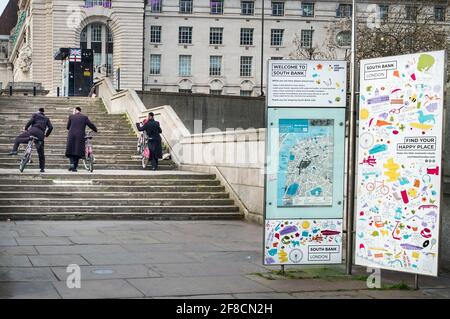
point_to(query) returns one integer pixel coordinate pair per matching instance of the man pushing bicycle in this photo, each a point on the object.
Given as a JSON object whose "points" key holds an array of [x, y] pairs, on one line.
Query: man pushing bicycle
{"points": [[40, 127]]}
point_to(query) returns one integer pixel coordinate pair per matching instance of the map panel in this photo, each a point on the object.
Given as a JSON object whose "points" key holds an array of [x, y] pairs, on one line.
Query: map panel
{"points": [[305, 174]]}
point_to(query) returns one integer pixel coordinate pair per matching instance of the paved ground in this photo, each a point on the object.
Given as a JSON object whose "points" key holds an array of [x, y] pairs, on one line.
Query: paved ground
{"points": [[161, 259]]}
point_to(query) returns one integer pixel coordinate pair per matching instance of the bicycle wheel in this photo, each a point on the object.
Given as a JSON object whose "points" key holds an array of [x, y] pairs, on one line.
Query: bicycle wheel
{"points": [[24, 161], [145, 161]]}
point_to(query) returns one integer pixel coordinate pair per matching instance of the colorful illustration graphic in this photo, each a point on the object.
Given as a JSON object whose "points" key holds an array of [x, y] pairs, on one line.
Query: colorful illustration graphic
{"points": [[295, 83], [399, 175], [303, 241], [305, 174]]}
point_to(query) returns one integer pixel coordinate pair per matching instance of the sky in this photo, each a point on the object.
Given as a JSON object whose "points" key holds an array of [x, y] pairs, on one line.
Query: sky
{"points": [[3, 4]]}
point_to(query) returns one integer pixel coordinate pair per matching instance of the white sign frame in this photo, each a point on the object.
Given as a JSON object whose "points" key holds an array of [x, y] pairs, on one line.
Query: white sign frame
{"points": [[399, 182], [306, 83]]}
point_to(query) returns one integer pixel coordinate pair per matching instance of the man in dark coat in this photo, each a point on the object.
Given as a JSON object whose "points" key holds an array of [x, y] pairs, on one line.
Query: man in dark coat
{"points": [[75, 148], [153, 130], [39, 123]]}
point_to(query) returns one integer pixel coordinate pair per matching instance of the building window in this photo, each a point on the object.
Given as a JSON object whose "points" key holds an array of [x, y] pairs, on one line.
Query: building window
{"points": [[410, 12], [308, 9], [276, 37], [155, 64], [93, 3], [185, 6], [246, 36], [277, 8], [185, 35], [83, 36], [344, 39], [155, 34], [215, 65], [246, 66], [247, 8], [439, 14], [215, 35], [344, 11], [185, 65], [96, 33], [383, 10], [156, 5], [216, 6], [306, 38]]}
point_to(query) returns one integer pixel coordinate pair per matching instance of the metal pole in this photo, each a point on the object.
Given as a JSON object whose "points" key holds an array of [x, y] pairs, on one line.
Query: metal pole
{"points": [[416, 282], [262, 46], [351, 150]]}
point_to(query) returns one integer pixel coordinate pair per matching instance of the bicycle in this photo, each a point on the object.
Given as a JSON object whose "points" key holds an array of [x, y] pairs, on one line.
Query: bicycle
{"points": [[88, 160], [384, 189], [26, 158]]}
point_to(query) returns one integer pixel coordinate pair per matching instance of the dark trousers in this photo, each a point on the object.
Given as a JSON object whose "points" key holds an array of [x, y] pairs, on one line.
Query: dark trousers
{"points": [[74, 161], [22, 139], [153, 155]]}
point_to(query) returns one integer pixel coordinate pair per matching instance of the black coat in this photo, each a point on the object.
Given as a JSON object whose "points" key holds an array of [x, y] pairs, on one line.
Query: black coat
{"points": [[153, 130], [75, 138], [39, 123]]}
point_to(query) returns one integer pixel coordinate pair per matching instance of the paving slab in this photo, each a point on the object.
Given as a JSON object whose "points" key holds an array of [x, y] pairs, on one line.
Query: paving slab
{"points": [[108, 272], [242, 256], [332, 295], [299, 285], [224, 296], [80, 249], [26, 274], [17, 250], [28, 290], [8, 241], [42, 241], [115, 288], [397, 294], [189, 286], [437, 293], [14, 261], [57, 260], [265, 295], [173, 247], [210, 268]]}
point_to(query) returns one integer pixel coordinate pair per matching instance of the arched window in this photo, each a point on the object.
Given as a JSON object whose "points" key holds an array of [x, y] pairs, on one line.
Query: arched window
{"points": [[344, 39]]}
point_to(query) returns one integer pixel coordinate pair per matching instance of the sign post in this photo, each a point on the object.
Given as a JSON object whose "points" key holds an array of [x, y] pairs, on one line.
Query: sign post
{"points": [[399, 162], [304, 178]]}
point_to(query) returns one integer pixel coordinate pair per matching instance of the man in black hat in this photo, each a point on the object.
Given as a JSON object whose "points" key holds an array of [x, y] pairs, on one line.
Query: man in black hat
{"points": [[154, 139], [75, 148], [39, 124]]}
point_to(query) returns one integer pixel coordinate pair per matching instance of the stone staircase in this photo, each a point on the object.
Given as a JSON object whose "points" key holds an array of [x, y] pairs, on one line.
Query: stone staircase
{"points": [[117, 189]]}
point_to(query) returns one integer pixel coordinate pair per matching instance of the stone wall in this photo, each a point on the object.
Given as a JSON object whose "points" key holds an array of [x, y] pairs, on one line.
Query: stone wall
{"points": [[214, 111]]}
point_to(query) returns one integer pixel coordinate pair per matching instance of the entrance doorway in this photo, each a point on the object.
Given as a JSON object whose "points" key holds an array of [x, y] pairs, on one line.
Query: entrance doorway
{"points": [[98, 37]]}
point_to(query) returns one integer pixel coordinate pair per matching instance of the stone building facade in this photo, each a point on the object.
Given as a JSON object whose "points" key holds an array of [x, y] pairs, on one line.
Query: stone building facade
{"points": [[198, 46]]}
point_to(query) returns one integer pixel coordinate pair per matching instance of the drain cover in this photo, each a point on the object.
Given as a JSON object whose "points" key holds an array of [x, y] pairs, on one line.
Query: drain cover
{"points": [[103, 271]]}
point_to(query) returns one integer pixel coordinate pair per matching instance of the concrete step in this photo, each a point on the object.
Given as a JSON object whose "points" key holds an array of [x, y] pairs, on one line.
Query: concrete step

.....

**INSTRUCTIONS FOR THE TASK:**
If the records include pictures, omit them and transcribe everything else exactly.

**FINISHED EXERCISE:**
point_to(query) returns one integer pixel coordinate pair per matching instance of the man pushing bicycle in this photo, each a point on the object.
Given as a JSON object whose "points" key holds an array of [x, y] pairs, on one line.
Query: man pushing bicycle
{"points": [[40, 127]]}
point_to(query) returns one integer pixel coordinate pair per matching instance of the map panel in this photo, each a point on the object.
Given as a JSON object whose "points" key holds an array of [x, y] pairs, on one line.
Query: map panel
{"points": [[305, 174]]}
point_to(query) returns one integer pixel coordinate pair per matching instance of the paved ground in this photo, each a point on the object.
Given as a JSON object whose "points" key holds an array of [x, y] pairs, on one line.
Query: paved ground
{"points": [[161, 259]]}
point_to(query) returns one integer pixel coordinate pair per matching instance of the bicycle wheel in this photo, each a point on the object.
Given as a JSON object whose "points" key holds an array of [x, y] pairs, on one line.
Query: bicycle wheel
{"points": [[24, 161], [145, 161]]}
point_to(query) returns one integer pixel coordinate pair per matching instance of the colorful illustration graphic in this photo, each a point on the object.
Given as a JSON object whose "points" key holds an array of [x, y] pairs, on one line.
Query: colorful illustration graphic
{"points": [[295, 83], [399, 175], [303, 241], [305, 174]]}
point_to(query) returns one integer pixel coordinate pair per matching instance of the sky in this photo, each a point on the object.
Given as a JSON object whose "points" key holds an array of [x, y] pairs, on one line.
Query: sky
{"points": [[3, 4]]}
point_to(query) returns one integer pixel coordinate pair per matching instance of the white sign frame in this photo, each a point on the object.
Given as a JSON object whose "points" key holds an array of [x, y] pairs, on one line.
Query: white sign frame
{"points": [[399, 182], [306, 83]]}
point_to(query) returns one integer pixel coordinate pair per matching instance of the man in dark coat in this photo, each a point on the object.
Given as a JSON object whose "points" key holds an array of [x, y] pairs, on one line.
Query: man in dark coat
{"points": [[75, 148], [153, 130], [39, 123]]}
point_to(query) returns one integer pixel coordinate pair per matching instance of the building window in this photo, each a point on the object.
Given as a JSON object whose "points" key holds an array of [x, y] pairs, on one line.
Query: building window
{"points": [[410, 12], [308, 9], [276, 37], [155, 64], [93, 3], [185, 6], [246, 36], [277, 8], [185, 35], [83, 36], [344, 39], [155, 34], [215, 65], [246, 66], [247, 8], [439, 14], [215, 35], [344, 11], [185, 65], [96, 33], [383, 10], [156, 5], [216, 6], [306, 38]]}
point_to(query) returns one integer pixel coordinate pair per matching instance of the metal pole in this photo, each a point on the object.
Given as a JSON object whose "points" key holds an array of [x, y] pairs, on one line.
Query: metal pole
{"points": [[416, 282], [262, 46], [351, 150]]}
point_to(query) returns one integer pixel coordinate pair per matching instance of the bicycle in this photo, each a point on the object.
Given as a JSON object whose "points" key holds an array of [x, y] pairs, on one line.
Query: bicycle
{"points": [[88, 160], [384, 189], [26, 158]]}
point_to(query) returns one integer pixel coordinate pair per matching instance of the dark trousers in this photo, each a point on the object.
Given as a JSON object whose "points" key holds an array of [x, y] pairs, on one line.
Query: dark trousers
{"points": [[74, 161], [22, 139], [153, 155]]}
point_to(query) returns one integer pixel coordinate pair per matching instance of the black coat in this photo, each a point on the object.
Given as a JSON object whose "points" key holds an array of [x, y] pairs, on one line.
Query: black coat
{"points": [[153, 130], [75, 138], [39, 123]]}
point_to(query) returns one integer pixel coordinate pair per matching instance of the paving slab in this photo, each a point on the object.
Given as a JSON object whose "points" key holds an array of [x, y] pairs, on one line.
Query: paving slab
{"points": [[108, 272], [242, 256], [332, 295], [299, 285], [224, 296], [80, 249], [26, 274], [17, 250], [28, 290], [8, 241], [42, 241], [115, 288], [397, 294], [189, 286], [437, 293], [14, 261], [57, 260], [265, 295], [173, 247], [210, 268]]}
point_to(query) returns one integer pixel coordinate pair per matching instance of the arched window in this photo, each a point on the object.
Given as a JSON object whose "points" key holds an array of [x, y] pairs, on one line.
Query: arched window
{"points": [[344, 39]]}
point_to(query) returns one integer pixel coordinate pair per matching instance of the sign post in this photo, each a point on the object.
Given as a JSON object whose "points" key holds an array of [x, y] pairs, on one line.
Query: sign post
{"points": [[399, 162], [304, 178]]}
point_to(query) returns one integer pixel coordinate pair per matching instance of the man in black hat in this photo, each a point on the object.
Given as a JSON object whose "points" key holds an array of [x, y] pairs, on one line.
Query: man in black hat
{"points": [[154, 139], [75, 148], [39, 124]]}
point_to(query) returns one integer pixel coordinate pair per matching instance of the stone staircase in this photo, each a point on the object.
Given as a JSON object whose "points" key holds an array of [x, y] pairs, on one line.
Query: stone staircase
{"points": [[117, 189]]}
point_to(query) returns one integer pixel coordinate pair per matching instance of the stone wall in this photo, each a point on the object.
Given as a JSON object whose "points" key holds an array of [x, y] pairs, on one line.
Query: stone wall
{"points": [[214, 111]]}
point_to(query) returns one integer pixel coordinate pair per matching instance of the entrance doorway in this photo, each a point on the object.
Given as a JSON object whose "points" key holds an array of [x, y] pairs, on one line.
Query: entrance doorway
{"points": [[98, 37]]}
point_to(query) returns one integer pixel coordinate pair per matching instance of the stone building facade in this photo, each a point on the object.
Given as a JSON object whose "points" key holds an array of [x, y] pairs, on one line.
Query: stone building facade
{"points": [[198, 46]]}
point_to(query) returns one integer pixel coordinate pair per matching instance of the drain cover in this photo, each a point on the object.
Given as a JSON object whose "points" key holds an array of [x, y] pairs, on one line.
Query: drain cover
{"points": [[103, 271]]}
point_to(query) returns one integer pixel coordinate pair per matching instance of the concrete step in this photo, each a point on the object.
Given as a JSON object whose "points" key holds an array of [x, y] pairs, on one line.
Query: concrete step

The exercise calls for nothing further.